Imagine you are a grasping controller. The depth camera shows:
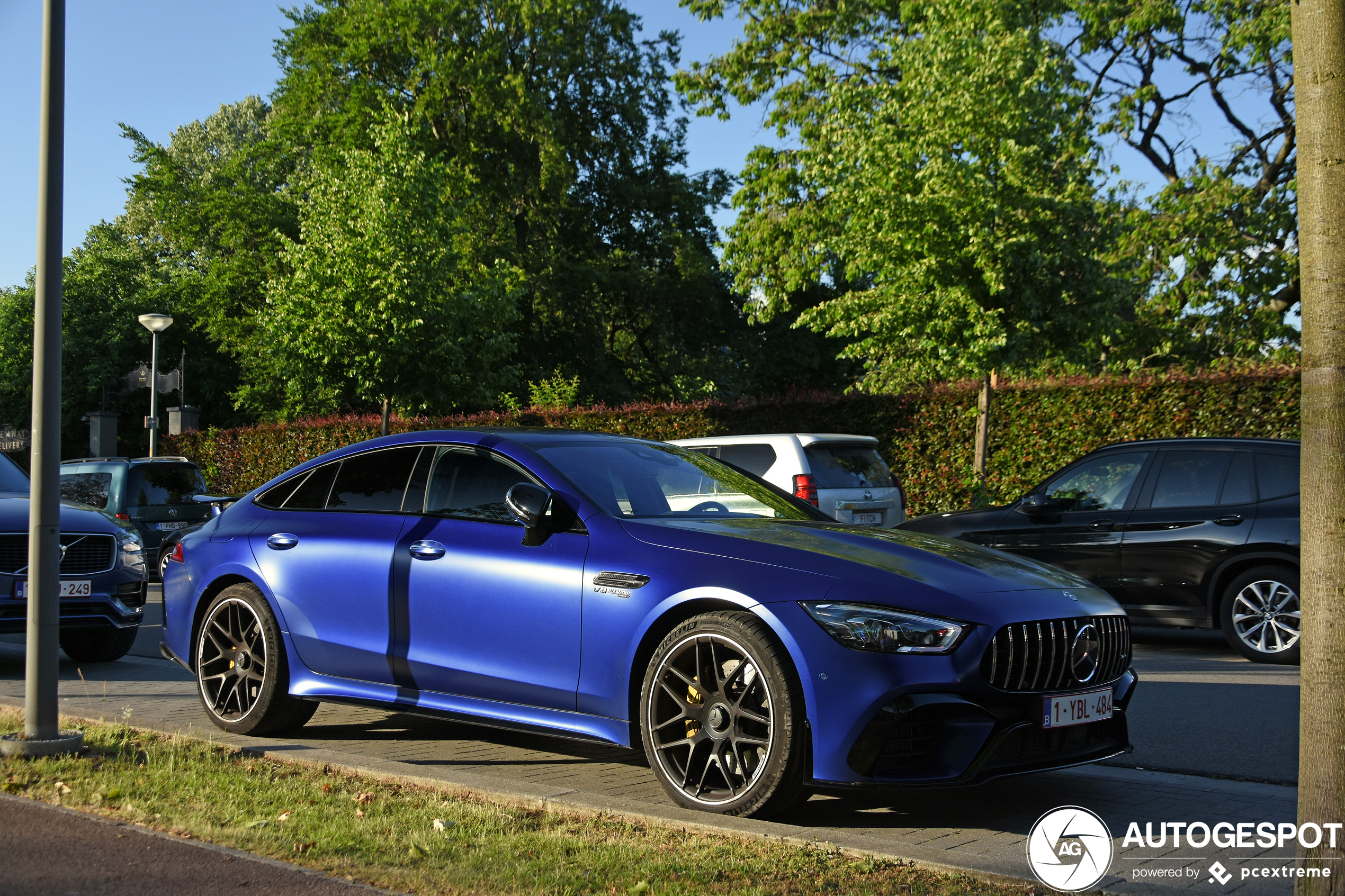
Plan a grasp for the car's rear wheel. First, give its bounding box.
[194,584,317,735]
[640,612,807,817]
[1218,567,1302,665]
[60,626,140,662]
==
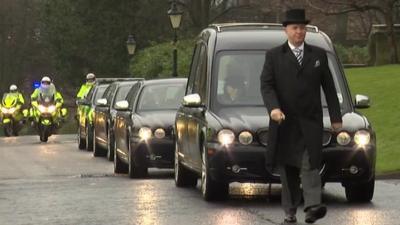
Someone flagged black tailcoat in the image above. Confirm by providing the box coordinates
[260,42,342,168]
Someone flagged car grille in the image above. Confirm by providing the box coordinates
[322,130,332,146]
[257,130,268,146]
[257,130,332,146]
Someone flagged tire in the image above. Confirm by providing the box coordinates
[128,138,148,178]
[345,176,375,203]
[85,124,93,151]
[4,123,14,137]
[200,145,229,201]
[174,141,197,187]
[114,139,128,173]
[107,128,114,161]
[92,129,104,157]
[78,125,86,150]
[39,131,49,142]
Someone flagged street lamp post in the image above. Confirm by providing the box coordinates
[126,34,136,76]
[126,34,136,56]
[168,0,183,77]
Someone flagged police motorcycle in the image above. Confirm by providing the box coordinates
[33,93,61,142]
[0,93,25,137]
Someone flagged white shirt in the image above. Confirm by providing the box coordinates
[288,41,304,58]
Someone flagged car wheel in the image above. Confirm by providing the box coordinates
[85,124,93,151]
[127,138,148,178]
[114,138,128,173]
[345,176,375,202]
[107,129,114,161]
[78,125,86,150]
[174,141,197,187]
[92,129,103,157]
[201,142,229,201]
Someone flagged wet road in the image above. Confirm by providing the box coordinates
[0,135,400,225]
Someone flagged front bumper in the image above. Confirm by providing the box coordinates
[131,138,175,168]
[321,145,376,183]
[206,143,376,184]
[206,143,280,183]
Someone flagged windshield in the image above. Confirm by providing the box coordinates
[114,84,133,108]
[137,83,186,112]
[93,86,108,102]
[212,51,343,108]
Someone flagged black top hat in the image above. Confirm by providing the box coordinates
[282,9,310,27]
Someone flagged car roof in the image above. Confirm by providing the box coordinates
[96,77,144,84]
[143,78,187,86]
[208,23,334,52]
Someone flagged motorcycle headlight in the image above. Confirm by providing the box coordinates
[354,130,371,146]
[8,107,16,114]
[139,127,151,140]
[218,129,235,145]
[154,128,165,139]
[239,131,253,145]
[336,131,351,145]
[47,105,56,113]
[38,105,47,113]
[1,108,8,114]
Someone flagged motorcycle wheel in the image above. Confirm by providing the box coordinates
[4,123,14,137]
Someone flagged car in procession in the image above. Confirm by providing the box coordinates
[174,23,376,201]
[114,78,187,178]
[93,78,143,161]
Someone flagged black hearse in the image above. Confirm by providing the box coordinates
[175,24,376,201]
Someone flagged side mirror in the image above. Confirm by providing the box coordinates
---
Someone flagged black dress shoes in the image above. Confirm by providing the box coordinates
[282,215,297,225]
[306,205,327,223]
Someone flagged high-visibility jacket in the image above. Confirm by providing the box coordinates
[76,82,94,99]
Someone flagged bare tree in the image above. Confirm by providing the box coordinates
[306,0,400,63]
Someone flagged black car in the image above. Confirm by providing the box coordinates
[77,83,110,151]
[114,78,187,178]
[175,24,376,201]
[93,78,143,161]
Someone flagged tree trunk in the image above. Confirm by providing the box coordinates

■ **設問**
上の行のうち、「Someone flagged white」を含む行から「[288,41,304,58]」を含む行までを、両端の行も含めて一字一句変えずに書き写してください。

■ **解答**
Someone flagged white shirt in the image above. Confirm by providing the box coordinates
[288,41,304,58]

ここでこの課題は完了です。